• Exercise prompt:
Copy the records below exactly as they are written.

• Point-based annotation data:
....................

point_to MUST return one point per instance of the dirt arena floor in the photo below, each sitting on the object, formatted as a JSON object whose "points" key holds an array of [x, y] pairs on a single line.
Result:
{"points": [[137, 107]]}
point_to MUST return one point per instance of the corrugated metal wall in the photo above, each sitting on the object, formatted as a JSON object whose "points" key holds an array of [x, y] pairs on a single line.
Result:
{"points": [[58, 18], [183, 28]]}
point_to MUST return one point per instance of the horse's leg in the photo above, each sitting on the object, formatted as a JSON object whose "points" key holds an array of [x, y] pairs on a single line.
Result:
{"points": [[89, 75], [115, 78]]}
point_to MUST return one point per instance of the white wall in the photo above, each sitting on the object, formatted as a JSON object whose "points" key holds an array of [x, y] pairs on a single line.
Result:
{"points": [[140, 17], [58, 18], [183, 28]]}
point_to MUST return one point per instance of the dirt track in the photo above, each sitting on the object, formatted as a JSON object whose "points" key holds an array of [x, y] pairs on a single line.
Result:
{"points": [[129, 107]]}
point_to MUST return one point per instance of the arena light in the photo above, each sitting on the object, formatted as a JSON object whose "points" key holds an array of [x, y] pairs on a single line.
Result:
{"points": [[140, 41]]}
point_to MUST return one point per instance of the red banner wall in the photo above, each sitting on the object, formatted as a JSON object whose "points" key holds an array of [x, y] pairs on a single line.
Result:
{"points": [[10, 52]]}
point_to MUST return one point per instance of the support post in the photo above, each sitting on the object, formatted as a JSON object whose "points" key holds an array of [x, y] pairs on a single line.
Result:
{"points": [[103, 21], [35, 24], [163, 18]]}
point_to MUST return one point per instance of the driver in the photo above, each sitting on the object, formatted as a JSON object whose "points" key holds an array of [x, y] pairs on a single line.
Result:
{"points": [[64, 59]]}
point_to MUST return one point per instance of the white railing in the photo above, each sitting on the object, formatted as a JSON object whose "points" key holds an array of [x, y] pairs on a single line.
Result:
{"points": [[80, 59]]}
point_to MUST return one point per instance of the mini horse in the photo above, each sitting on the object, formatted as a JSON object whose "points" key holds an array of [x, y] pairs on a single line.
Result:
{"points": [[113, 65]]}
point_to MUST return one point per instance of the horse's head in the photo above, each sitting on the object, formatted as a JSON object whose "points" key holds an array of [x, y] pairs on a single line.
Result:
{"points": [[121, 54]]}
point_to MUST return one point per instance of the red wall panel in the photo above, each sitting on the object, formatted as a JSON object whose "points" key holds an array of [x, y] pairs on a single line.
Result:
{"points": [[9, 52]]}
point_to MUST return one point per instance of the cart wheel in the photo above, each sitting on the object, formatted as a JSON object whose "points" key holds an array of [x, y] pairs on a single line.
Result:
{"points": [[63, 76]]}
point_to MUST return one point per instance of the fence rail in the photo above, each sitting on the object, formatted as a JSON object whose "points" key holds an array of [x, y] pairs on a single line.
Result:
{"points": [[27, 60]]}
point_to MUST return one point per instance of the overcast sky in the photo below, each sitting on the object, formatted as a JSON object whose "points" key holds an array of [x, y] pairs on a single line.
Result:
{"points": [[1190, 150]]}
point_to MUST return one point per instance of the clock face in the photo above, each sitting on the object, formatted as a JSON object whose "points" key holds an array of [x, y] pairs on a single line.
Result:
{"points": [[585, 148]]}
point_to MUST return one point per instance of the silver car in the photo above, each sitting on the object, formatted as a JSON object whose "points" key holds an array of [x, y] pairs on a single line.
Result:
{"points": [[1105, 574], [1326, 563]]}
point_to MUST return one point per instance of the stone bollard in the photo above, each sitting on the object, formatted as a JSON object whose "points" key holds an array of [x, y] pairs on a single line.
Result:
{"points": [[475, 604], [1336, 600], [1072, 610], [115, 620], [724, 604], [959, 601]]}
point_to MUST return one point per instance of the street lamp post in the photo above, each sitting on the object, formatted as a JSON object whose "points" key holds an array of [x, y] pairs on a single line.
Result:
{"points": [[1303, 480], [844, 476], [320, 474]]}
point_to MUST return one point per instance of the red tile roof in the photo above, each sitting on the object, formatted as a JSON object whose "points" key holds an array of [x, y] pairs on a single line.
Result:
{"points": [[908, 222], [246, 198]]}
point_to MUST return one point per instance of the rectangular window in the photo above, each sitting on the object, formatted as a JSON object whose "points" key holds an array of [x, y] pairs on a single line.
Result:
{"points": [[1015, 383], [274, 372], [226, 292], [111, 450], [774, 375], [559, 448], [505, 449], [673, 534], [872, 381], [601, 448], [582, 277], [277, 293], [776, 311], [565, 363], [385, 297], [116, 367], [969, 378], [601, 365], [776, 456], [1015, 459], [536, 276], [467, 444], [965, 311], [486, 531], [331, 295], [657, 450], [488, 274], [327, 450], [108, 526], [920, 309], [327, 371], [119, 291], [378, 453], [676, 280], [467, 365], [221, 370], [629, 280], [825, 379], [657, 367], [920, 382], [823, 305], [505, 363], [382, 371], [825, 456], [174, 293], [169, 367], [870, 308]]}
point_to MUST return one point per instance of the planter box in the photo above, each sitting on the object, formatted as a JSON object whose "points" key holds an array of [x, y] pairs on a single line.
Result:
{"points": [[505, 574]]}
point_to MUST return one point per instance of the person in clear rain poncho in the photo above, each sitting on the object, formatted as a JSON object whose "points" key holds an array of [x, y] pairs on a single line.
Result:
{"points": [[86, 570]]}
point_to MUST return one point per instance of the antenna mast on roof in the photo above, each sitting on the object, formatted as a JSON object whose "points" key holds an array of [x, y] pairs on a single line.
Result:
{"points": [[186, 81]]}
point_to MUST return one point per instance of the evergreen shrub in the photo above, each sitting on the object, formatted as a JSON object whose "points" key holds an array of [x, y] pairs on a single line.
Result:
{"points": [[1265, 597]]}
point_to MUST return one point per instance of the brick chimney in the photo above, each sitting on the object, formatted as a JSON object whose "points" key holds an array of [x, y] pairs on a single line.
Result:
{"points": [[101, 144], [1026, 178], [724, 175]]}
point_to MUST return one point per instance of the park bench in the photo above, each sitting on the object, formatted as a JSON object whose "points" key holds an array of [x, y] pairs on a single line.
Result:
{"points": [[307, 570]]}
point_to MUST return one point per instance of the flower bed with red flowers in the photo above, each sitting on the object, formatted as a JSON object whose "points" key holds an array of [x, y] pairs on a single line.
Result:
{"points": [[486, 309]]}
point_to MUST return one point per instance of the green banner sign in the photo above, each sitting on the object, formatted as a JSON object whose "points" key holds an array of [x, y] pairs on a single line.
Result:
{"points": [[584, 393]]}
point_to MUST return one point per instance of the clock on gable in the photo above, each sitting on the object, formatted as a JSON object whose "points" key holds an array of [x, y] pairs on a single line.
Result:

....................

• Correct output:
point_to MUST return one point per instance of the dirt arena floor in the photo below, each sitting on the object, formatted as a JSON object whose "points" key holds an array of [x, y] pairs on a single line.
Result:
{"points": [[137, 107]]}
point_to MUST return one point per instance of the corrugated metal wall in the photo above, each sitting on the object, formatted as a JSON object whose "points" key holds an array of [x, y] pairs on a single line.
Result:
{"points": [[58, 18], [183, 28]]}
point_to MUST return one point per instance of the horse's leg in the photo above, each sitting on the object, formatted as a JSON object whose "points" key holds an array of [x, y] pairs on a single line.
Result:
{"points": [[89, 75], [115, 78]]}
point_to MUST return one point per instance of the white wall in the photo above, each sitting on the object, formatted as a JSON object whose "points" key holds an array of [x, y] pairs on a single line.
Result:
{"points": [[140, 17], [58, 18], [183, 28]]}
point_to MUST return one point per instance of the dirt track in the photo above, each sitting on the object, formatted as a JSON object whose "points" key holds an array of [x, y] pairs on a single line.
Result:
{"points": [[129, 107]]}
point_to MUST return one point per instance of the arena light in the photo above, each sitting on the object, formatted as a JSON object whose "points" key holds an array of [x, y] pairs on a single line.
Result:
{"points": [[140, 41]]}
point_to MUST return one point per instance of the red banner wall in the photo above, each sitting on the object, formatted as a JSON object whose "points" key holds an array of [x, y] pairs on a single line.
Result:
{"points": [[10, 52]]}
point_to MUST return one point per instance of the support post in the photo above, each sitting on the object, formatted as a JSON object whose "points" key holds an array of [x, y] pairs on a single line.
Result:
{"points": [[103, 21], [35, 24], [163, 18]]}
point_to MUST return one point per instance of the driver in the photo above, each sitting on the object, formatted as a JSON object whose "points" key holds an array of [x, y] pairs on a single line.
Result:
{"points": [[64, 59]]}
point_to MUST return one point per instance of the white railing in the photo above, each sitting on the object, formatted as a JSON object whose "points" key holds an array of [x, y] pairs on a single line.
Result:
{"points": [[80, 59]]}
point_to MUST return one point per instance of the mini horse in the photo above, each sitting on the object, formatted as a JSON object whose "points" key holds an array of [x, y] pairs on a single line.
Result:
{"points": [[113, 65]]}
point_to MUST return one point per instance of the horse's head in the photo above, each sitting on the object, formatted as a JSON object whose "points" key holds an array of [x, y] pairs on a single line.
Result:
{"points": [[121, 54]]}
point_to MUST return one point per instance of the red wall panel in the photo above, each sitting on the object, formatted as a JSON object whose "points" key holds an array of [x, y] pairs on a single line.
Result:
{"points": [[9, 52]]}
point_to MUST return one point per instance of the cart wheel in the photo above, each sitting on the object, formatted as a JSON object whose "points" key holds an array of [x, y] pairs on a single line.
Result:
{"points": [[63, 76]]}
point_to MUST return one point per instance of the fence rail in the photo above, each sitting on the object, formatted as a JSON object whose "points" key holds an array of [x, y] pairs on a single line.
Result:
{"points": [[27, 60]]}
point_to MUST return one point per instance of the overcast sky in the photo below, each sitting on the object, formatted as a JSON object whose "points" key holds an array of [x, y] pairs on a single line.
Result:
{"points": [[1190, 150]]}
point_to MUST return one point per instance of the clock face in the photo above, each sitting on the object, formatted as a JSON object whose "points" key holds an array of [x, y] pairs on a single line.
Result:
{"points": [[585, 148]]}
point_to MUST return one point per instance of the silver car in the photo above, each sitting on the object, formatted as a JSON object whose "points" key holds an array of [x, y] pairs on a single line.
Result:
{"points": [[1105, 574], [1326, 563]]}
point_to MUST return one point per instance of the stone bollard in the photo above, each sitting on the object, formatted as a JSON object whose "points" key holds an array of [x, y] pairs on a single line.
Result:
{"points": [[475, 604], [1336, 600], [1072, 610], [115, 620], [724, 604], [959, 601]]}
point_to MUST return one point per instance of the street lamp post in the photo above, each sitting on the object, formatted as a JSON object whose "points" key holds an array of [x, y] pairs on a single line.
Result:
{"points": [[1303, 480], [844, 476], [320, 474]]}
point_to MUST return one point per instance of the red tile roof in the photo above, each sitting on the object, formatted as a JSON object whose "points" key holds an array of [x, y] pairs on a single line.
Result:
{"points": [[908, 222], [246, 198]]}
point_to MUST return one point per instance of the rectangular window in the photo above, each sitting on the object, formatted as a JSON object whose "points" key holds an array of [x, y] pairs on a single line.
Result:
{"points": [[1015, 383], [274, 372], [226, 292], [111, 450], [774, 375], [559, 448], [505, 449], [673, 534], [872, 381], [601, 448], [582, 277], [277, 293], [776, 311], [565, 363], [385, 297], [116, 367], [969, 378], [601, 365], [776, 456], [1015, 459], [536, 276], [467, 444], [965, 311], [486, 531], [331, 295], [657, 450], [488, 274], [327, 450], [108, 526], [920, 309], [327, 371], [119, 291], [378, 453], [676, 280], [467, 365], [221, 370], [629, 280], [825, 379], [657, 367], [920, 382], [823, 305], [505, 363], [382, 371], [825, 456], [174, 293], [169, 367], [870, 308]]}
point_to MUST return one point per instance of the planter box in the photo above, each sitting on the object, formatted as a JSON object whose "points" key holds an array of [x, y] pairs on a single line.
Result:
{"points": [[505, 574]]}
point_to MUST return one point per instance of the person in clear rain poncho in the photo above, each sitting on the object, formatted as a JSON object whose "points" key holds an array of [x, y] pairs on a single line.
Result:
{"points": [[86, 570]]}
point_to MUST return one point per instance of the antenna mast on roof in the photo above, each sitting on the object, formatted as a JSON object whose "points" key holds an array of [x, y] pairs on a single line.
Result:
{"points": [[186, 81]]}
point_to MUST return one point per instance of the evergreen shrub in the photo above, each sitting on the object, formatted as a JSON object whose "points" key holds an array of [x, y] pairs on a single line.
Result:
{"points": [[1265, 597]]}
point_to MUST return one point per instance of the brick chimney in the photo above, each sitting on the object, formatted as a JSON object whose "points" key holds an array of [x, y] pairs on a single line.
Result:
{"points": [[101, 144], [1026, 178], [724, 175]]}
point_to MUST return one point per instance of the park bench in the photo above, each sitting on the object, formatted as a JSON object whose "points" key holds an array of [x, y] pairs on a single line.
Result:
{"points": [[307, 570]]}
point_to MUST return one point per instance of the flower bed with red flowers in the photo above, each sitting on the object, formatted as a JSON object whose "points" key holds an array of [x, y] pairs on a single line.
Result:
{"points": [[486, 309]]}
point_to MUST return one point per instance of the green banner sign in the photo above, each sitting on the object, formatted as a JSON object whose "points" key holds an array of [x, y] pairs on a single line.
Result:
{"points": [[584, 393]]}
point_to MUST return one point per instance of the clock on gable in the photo above, each sitting on the object, formatted as a JSON object whose "points" key holds an array of [x, y] pairs on a single line.
Result:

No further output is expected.